(Что нужно сделать):
Сдвинь координаты точек в ответах, прибавив 54 к каждому числу, и перепиши целиком все строки от той, где стоит «Category: tree canopy», и до самого конца списка, включая обе границы. Изображения в ответ не вставляй.

=== Исходный список ===

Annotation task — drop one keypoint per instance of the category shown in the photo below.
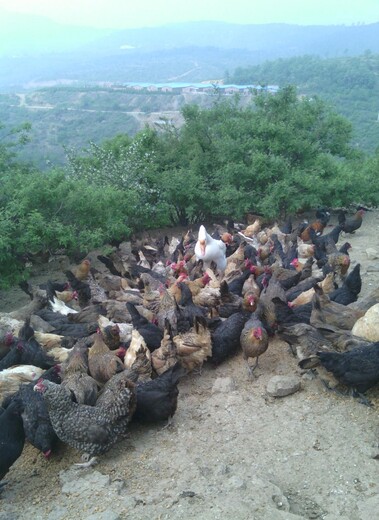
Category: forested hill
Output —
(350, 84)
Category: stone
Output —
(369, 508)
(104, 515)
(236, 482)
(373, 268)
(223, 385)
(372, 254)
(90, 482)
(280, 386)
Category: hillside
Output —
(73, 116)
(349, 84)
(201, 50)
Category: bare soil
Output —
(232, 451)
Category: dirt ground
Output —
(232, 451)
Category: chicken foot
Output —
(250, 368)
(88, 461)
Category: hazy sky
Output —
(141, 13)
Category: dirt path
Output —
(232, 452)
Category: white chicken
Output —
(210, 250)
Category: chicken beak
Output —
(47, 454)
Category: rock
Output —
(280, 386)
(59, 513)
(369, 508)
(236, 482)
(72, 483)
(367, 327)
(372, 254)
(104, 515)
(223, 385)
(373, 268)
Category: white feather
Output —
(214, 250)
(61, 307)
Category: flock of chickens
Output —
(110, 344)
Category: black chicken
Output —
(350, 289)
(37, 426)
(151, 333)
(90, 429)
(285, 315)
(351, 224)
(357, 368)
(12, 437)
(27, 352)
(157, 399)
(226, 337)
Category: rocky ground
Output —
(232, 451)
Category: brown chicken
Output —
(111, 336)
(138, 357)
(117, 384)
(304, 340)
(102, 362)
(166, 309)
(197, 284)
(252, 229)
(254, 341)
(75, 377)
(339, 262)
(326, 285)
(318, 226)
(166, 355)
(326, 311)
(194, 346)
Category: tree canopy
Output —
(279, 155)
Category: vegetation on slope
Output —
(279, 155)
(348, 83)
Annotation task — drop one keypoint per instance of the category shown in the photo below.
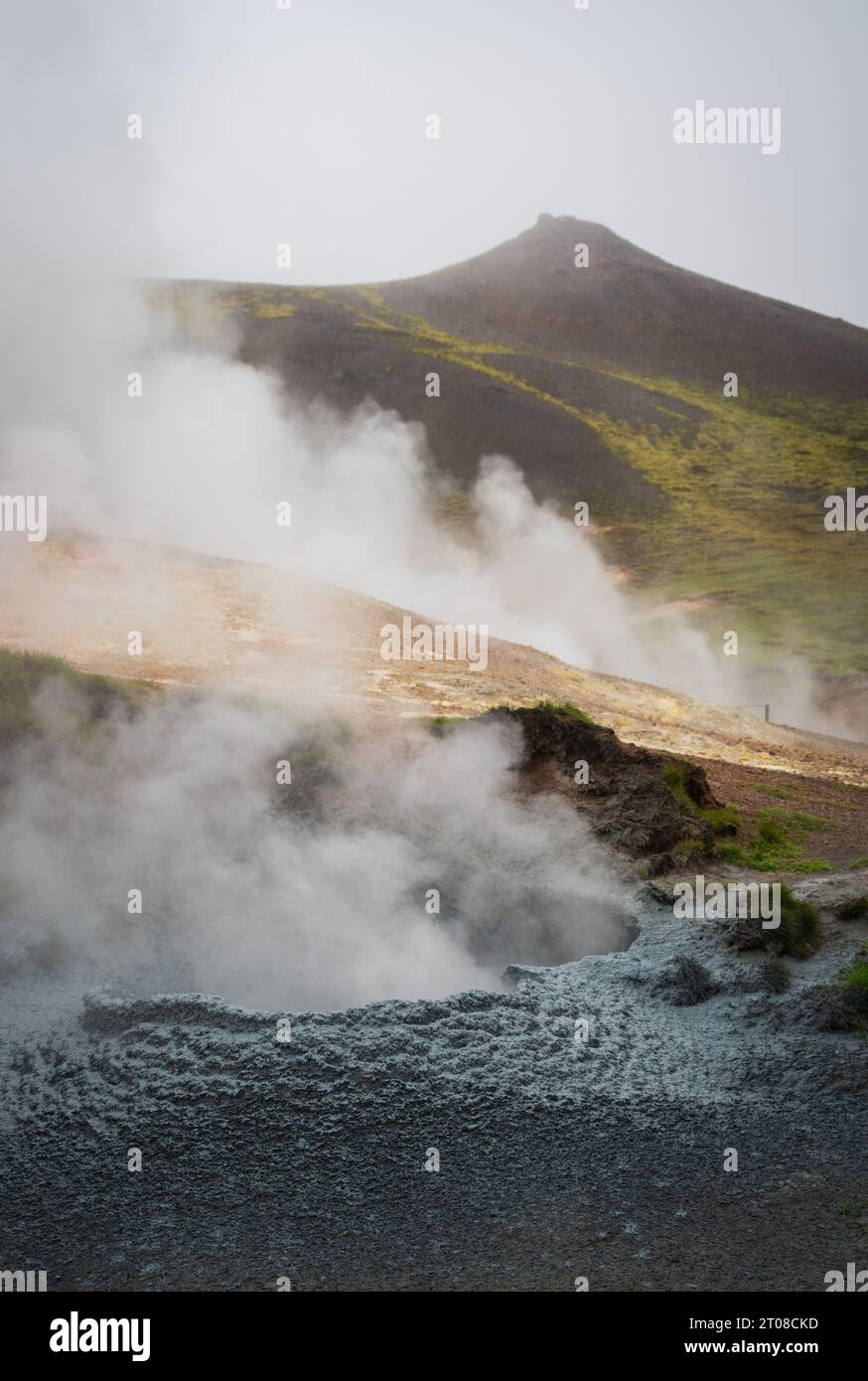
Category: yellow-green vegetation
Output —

===

(Ответ на задание):
Category: tree canopy
Output —
(333, 209)
Category: vegetation on slope
Output —
(333, 209)
(402, 137)
Annotation task — drop one keypoint per instance of the category shown in the photo below.
Category: yellow-green vegetation
Output —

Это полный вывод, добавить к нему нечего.